Page:

Gummer singed my television with her smoldering looks, late-night eating habits and solo adventures. I pined for more information on Elliot, Angela, and Darlene, but Agent DiPierro took up more of my valuable attention as the weeks went on. Certainly, more than I ever intended.
When I later found out Gummer is Meryl Streep’s daughter, I started to connect the dots, but I was hooked long before knowing her lineage.
Gummer will make a name for herself and her addition to Mr. Robot was one of the best things about Season 2, extending the showcase of talented women on this essential ensemble show. – EE
Runner Up: Issa Rae in Insecure (HBO)
Best Guest Star: Dylan Baker – The Americans (FX)
This is usually Margo Martindale’s gig, but as terrific as she always is, you could fit all of her appearances for the season in under five minutes.
There are some meatier guest appearances on The Americans though that always get slighted or forgotten; this season it was Baker’s performance as William, the cantankerous Russian mole working close to America’s biowarfare program.
Whether he was describing in great detail how a bio weapon liquifies you from the inside, trying to outrun KGB agents Phillip and Elizabeth Jennings or his Grand Guignol of an exit complete with a monologue where he comes very dangerously close to revealing Phillip and Elizabeth’s identity, Baker stood out. – EE
Runner Up: Raymond Cruz – Better Call Saul (AMC)
Breakout Child Performer: Millie Bobby Brown – Stranger Things (Netflix)
Millie Bobby Brown relayed her character’s distress, fear, anger, and happiness with little dialogue but masses of natural expressive talent. Brown played Eleven, a psychokinetic weaponized child taken from her mother and made into a thing.
But she fights back, allies with other kids her age and foils the Big Bad. Eleven is a scene stealer and all the wonderful heartbreaking things we would imagine of a child wise beyond her years who was denied a normal life.

Task description: From the television awards review above, reproduce verbatim the passage that opens with the words "Best Guest Star: Dylan" and closes with "under five minutes.".

Extracted material:
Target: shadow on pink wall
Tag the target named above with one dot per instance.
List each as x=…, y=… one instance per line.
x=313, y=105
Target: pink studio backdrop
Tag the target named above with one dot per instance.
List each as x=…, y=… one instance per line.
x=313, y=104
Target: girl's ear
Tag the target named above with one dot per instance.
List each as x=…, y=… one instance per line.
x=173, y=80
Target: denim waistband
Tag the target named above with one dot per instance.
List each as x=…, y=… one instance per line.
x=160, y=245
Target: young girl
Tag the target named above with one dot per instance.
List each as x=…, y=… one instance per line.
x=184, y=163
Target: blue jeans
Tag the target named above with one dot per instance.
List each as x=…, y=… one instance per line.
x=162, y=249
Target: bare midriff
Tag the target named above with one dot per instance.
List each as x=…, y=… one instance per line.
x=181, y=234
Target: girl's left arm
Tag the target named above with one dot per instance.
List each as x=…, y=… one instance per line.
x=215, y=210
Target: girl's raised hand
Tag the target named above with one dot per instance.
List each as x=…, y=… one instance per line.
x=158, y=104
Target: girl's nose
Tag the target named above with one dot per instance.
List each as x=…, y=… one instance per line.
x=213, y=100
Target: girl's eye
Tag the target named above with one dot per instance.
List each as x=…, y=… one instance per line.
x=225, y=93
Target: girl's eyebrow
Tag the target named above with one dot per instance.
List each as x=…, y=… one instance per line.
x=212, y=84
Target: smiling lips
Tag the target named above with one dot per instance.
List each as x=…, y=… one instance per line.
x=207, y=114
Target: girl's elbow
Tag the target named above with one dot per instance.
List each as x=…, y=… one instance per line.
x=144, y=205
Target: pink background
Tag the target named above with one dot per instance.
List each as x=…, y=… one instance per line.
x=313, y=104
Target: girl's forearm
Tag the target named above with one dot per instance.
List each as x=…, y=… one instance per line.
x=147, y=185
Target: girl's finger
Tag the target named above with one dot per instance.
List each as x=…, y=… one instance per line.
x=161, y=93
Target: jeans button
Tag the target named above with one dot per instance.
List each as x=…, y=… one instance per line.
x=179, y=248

Finished task:
Best Guest Star: Dylan Baker – The Americans (FX)
This is usually Margo Martindale’s gig, but as terrific as she always is, you could fit all of her appearances for the season in under five minutes.